▶ WORK ITEM:
Copy out each line in the material below that has the word "sample".

▶ INPUT FOR THIS TASK:

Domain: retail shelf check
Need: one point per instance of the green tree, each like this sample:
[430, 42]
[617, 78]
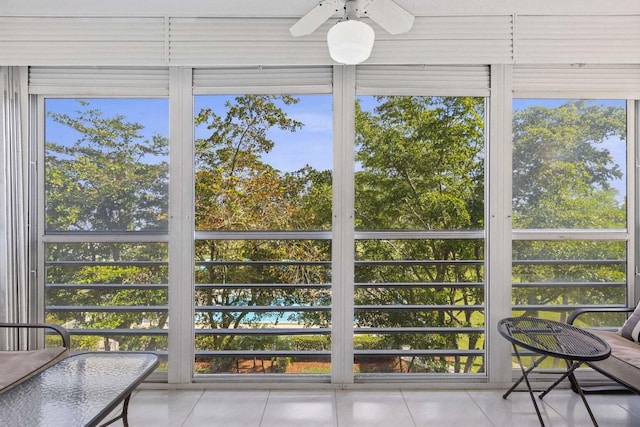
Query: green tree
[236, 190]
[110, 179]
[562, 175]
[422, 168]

* * *

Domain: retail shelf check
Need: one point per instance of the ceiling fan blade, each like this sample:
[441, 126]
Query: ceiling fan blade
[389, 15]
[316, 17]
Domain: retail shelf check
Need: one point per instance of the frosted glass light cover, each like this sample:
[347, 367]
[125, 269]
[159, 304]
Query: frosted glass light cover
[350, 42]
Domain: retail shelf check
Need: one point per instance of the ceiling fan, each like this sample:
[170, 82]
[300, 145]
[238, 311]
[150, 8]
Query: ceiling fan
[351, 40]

▶ OUTPUT:
Need: one point per instance of the green tree, each like this sample:
Need: one point per instance of the ceiling fan blade, each like this sample:
Need: one point per instance of the frosted glass light cover, each like this sample:
Need: one point per instance of the ceiling fan, each like this sample:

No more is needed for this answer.